Sein Gegenpart, der ihm wohl absichtlich sehr unähnlich gestaltete Johannes, wird von dem russischen Schauspieler Viktor Gaidarow verkörpert, der ein wenig auf den jungen Conrad Veidt kommt, wie er in vielen Filmen jener Zeit zu sehen ist, natürlich auch in „Das Cabinet des Dr. Caligari“. Bei den Frauen hat Murnau ein Händchen für das Drama in Gesichten und Gesten, das fiel mir  zuletzt bei „Schloss Vogelöd“ auf, wo es zu ähnlich leicht übertrieben wirkenden Momenten  kommt wie in „Der brennende Acker“. Ich weiß, wir sind in einer anderen Zeit und der Expressionismus fordert seine Gestaltungselemente. Aber Fritz Lang hat sich da immer etwas mehr zurückgehalten – und die Männer aufspielen lassen. Nun ja, der Modernste war aus heutiger Sicht sowieso Ernst Lubitsch mit seinem beinahe zeitlosen Humor.

Trotzdem finde ich „Der brennende Acker“ ausgewogener und gleichzeitig wuchtiger als „Schloss Vogelöd“. Ein wenig lag das an der kongenialen Musik, die der Filmversion unterlegt ist, die ich gesehen habe, aber auch die optische Gestaltung und die Handlungsführungen bieten einiges. Die Gegenschnitte bezüglich der beiden Vertragsunterzeichnungen bringen außerdem in den Höhepunkt des Films eine Atemlosigkeit, die für damalige Verhältnisse sehr dynamisch gewirkt haben muss. Heute würde man das so exemplarisch wohl kaum noch machen, aber die Montage war schon vor Eisensteins „Panzerkreuzer Potemkin“ auf dem Weg zu künstlerischer Ausformung, das sieht man in Murnaus Filmen wiederum besser als in den gleichzeitig entstandenen Werken von Fritz Lang, mit einer Wende, kann man sagen, bei „Dr. Mabuse“, der trotz seiner Länge ein sehr wirbelnder und fiebriger, nie langweiliger Film ist. Ihn verbindet mit „Der brennende Acker“ die Thematisierung moderner Investments und der Gier, die alles zerstören kann. Was ihn trennt, ist etwas, was Murnaus eher romantischer Veranlagung auch widersprechen würde: Ein Mastermind, der alles und jeden manipuliert, nicht nur sich selbst.

> **Auszug der Einträge**
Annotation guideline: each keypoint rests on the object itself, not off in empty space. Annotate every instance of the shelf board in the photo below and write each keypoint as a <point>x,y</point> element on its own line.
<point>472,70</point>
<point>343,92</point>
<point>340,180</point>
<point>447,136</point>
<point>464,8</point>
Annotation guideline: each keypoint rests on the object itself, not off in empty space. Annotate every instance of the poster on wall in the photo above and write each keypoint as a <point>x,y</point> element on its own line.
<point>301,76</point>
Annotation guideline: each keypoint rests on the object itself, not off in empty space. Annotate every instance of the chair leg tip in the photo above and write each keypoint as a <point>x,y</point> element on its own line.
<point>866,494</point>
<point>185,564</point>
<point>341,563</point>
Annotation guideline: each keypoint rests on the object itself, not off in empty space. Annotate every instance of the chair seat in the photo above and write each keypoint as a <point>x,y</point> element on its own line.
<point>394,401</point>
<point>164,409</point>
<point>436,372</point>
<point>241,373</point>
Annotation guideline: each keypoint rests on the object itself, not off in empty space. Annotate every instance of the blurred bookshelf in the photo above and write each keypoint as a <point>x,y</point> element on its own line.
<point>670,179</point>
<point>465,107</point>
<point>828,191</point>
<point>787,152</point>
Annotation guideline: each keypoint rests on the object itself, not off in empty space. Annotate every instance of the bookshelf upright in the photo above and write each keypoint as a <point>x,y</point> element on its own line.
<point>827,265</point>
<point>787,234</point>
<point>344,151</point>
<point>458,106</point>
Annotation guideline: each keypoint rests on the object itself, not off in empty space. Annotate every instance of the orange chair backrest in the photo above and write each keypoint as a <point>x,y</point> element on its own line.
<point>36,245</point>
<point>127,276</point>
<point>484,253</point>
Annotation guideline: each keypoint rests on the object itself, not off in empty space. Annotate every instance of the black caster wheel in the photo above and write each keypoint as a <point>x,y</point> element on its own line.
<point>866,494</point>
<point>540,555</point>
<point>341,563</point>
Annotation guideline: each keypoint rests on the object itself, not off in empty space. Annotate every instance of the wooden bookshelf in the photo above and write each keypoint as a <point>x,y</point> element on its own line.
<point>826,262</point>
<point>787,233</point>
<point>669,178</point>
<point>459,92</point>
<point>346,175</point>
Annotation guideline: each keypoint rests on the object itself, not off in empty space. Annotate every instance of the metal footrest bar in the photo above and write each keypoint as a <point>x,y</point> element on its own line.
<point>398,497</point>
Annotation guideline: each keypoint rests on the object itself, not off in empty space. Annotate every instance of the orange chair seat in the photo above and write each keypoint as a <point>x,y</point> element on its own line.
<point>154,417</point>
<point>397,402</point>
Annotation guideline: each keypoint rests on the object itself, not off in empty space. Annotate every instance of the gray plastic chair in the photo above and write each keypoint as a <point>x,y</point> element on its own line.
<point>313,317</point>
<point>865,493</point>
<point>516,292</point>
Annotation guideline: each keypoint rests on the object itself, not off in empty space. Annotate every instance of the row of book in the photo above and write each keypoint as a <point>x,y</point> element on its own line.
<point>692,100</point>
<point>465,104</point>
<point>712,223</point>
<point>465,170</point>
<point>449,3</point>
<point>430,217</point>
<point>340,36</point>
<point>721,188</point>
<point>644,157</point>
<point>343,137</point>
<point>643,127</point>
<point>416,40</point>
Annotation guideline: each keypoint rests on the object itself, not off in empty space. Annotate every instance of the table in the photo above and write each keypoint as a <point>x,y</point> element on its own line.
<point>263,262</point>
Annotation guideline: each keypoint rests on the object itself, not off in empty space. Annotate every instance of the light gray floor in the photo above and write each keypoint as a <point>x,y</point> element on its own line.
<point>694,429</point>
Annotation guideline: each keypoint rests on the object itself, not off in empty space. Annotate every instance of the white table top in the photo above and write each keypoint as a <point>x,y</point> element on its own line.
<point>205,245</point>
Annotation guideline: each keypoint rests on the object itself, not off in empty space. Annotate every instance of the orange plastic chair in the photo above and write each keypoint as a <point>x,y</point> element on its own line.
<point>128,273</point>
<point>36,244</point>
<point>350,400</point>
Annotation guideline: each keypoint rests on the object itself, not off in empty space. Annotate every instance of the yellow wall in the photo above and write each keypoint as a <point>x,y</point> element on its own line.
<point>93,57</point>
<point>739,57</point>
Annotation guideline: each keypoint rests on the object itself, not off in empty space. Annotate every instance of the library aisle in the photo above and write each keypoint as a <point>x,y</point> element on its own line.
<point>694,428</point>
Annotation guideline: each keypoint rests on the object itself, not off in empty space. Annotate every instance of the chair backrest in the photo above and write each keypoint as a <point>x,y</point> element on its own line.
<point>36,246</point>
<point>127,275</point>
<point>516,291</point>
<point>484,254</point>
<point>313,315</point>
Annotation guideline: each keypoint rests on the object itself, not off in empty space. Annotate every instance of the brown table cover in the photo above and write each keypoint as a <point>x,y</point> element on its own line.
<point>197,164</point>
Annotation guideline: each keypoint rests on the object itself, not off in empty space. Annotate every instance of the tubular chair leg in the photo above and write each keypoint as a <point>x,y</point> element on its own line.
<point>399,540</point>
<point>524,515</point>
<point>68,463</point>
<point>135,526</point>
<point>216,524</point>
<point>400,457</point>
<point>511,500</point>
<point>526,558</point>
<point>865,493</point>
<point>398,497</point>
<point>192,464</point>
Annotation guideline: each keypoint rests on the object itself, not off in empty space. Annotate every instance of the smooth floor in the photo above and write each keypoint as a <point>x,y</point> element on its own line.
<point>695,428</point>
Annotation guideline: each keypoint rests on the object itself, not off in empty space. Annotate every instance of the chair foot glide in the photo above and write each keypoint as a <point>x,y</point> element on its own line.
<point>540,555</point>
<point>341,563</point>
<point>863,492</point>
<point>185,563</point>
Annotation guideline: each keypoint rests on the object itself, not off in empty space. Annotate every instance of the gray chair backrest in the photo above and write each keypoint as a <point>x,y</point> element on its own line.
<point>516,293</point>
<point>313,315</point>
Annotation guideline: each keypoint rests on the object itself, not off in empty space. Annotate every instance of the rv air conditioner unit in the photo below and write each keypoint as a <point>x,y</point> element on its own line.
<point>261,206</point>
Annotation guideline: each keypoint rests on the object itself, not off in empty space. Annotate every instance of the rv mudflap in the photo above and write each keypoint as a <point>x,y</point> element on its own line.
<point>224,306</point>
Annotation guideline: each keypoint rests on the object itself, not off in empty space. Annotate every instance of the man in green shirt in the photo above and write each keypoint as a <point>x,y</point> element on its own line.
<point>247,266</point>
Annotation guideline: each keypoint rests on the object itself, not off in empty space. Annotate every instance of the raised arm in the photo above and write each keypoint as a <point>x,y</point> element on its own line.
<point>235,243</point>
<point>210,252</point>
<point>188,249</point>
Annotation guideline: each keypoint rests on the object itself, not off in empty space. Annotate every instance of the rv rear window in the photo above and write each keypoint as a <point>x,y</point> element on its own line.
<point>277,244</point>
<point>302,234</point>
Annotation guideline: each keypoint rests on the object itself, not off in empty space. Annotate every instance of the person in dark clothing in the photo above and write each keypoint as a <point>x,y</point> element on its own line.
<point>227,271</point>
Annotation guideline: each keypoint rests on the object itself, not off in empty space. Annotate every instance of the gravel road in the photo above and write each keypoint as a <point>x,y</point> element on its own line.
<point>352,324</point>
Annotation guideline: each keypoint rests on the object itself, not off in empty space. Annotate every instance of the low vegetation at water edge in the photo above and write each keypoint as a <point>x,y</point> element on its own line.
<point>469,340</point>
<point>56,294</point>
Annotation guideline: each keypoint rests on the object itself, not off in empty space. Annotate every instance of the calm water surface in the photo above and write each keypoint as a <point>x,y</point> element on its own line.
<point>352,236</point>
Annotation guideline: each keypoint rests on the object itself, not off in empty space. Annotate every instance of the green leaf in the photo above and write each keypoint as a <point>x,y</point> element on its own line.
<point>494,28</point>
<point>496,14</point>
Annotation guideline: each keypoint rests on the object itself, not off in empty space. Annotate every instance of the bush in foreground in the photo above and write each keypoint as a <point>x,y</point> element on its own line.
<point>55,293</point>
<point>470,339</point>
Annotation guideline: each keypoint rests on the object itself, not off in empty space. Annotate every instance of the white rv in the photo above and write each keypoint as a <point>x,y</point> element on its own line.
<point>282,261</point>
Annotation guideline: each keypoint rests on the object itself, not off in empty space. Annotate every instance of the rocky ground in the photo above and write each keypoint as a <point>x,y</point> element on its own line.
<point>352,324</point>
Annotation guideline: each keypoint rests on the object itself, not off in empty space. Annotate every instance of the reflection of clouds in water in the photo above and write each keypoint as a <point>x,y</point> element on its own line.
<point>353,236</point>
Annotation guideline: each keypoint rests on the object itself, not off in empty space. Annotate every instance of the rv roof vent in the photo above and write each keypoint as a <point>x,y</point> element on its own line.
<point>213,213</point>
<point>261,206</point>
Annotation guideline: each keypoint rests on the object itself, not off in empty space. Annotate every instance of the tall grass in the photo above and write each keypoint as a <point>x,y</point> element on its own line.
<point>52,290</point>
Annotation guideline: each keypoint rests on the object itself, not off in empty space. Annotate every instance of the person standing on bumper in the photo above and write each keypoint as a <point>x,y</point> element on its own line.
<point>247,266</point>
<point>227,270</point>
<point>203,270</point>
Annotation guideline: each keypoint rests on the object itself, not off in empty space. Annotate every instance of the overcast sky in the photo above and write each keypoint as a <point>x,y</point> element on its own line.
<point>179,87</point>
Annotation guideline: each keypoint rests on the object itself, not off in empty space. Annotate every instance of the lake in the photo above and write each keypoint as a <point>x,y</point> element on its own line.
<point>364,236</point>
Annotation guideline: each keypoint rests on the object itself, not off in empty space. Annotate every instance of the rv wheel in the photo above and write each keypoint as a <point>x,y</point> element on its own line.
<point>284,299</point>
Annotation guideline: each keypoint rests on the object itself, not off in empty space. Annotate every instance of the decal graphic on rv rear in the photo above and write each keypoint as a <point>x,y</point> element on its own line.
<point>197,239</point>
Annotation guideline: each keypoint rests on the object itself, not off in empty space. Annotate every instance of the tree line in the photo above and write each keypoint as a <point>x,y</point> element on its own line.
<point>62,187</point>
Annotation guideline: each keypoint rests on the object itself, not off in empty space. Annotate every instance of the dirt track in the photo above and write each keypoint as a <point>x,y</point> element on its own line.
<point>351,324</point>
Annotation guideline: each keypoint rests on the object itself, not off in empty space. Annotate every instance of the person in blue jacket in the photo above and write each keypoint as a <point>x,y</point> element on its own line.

> **Aufgaben**
1. Schreiben Sie den Text über den Film „Der brennende Acker“ vollständig und wortgetreu nieder.
2. Wählen Sie aus den Einträgen jede Zeile heraus, in der das Wort „person“ vorkommt, und geben Sie diese Zeilen wieder.

> **Lösungen**
1.
Sein Gegenpart, der ihm wohl absichtlich sehr unähnlich gestaltete Johannes, wird von dem russischen Schauspieler Viktor Gaidarow verkörpert, der ein wenig auf den jungen Conrad Veidt kommt, wie er in vielen Filmen jener Zeit zu sehen ist, natürlich auch in „Das Cabinet des Dr. Caligari“. Bei den Frauen hat Murnau ein Händchen für das Drama in Gesichten und Gesten, das fiel mir  zuletzt bei „Schloss Vogelöd“ auf, wo es zu ähnlich leicht übertrieben wirkenden Momenten  kommt wie in „Der brennende Acker“. Ich weiß, wir sind in einer anderen Zeit und der Expressionismus fordert seine Gestaltungselemente. Aber Fritz Lang hat sich da immer etwas mehr zurückgehalten – und die Männer aufspielen lassen. Nun ja, der Modernste war aus heutiger Sicht sowieso Ernst Lubitsch mit seinem beinahe zeitlosen Humor.

Trotzdem finde ich „Der brennende Acker“ ausgewogener und gleichzeitig wuchtiger als „Schloss Vogelöd“. Ein wenig lag das an der kongenialen Musik, die der Filmversion unterlegt ist, die ich gesehen habe, aber auch die optische Gestaltung und die Handlungsführungen bieten einiges. Die Gegenschnitte bezüglich der beiden Vertragsunterzeichnungen bringen außerdem in den Höhepunkt des Films eine Atemlosigkeit, die für damalige Verhältnisse sehr dynamisch gewirkt haben muss. Heute würde man das so exemplarisch wohl kaum noch machen, aber die Montage war schon vor Eisensteins „Panzerkreuzer Potemkin“ auf dem Weg zu künstlerischer Ausformung, das sieht man in Murnaus Filmen wiederum besser als in den gleichzeitig entstandenen Werken von Fritz Lang, mit einer Wende, kann man sagen, bei „Dr. Mabuse“, der trotz seiner Länge ein sehr wirbelnder und fiebriger, nie langweiliger Film ist. Ihn verbindet mit „Der brennende Acker“ die Thematisierung moderner Investments und der Gier, die alles zerstören kann. Was ihn trennt, ist etwas, was Murnaus eher romantischer Veranlagung auch widersprechen würde: Ein Mastermind, der alles und jeden manipuliert, nicht nur sich selbst.

2.
Annotation guideline: each keypoint rests on the object itself, not off in empty space. Annotate every instance of the person in dark clothing in the photo above and write each keypoint as a <point>x,y</point> element on its own line.
Annotation guideline: each keypoint rests on the object itself, not off in empty space. Annotate every instance of the person standing on bumper in the photo above and write each keypoint as a <point>x,y</point> element on its own line.
Annotation guideline: each keypoint rests on the object itself, not off in empty space. Annotate every instance of the person in blue jacket in the photo above and write each keypoint as a <point>x,y</point> element on its own line.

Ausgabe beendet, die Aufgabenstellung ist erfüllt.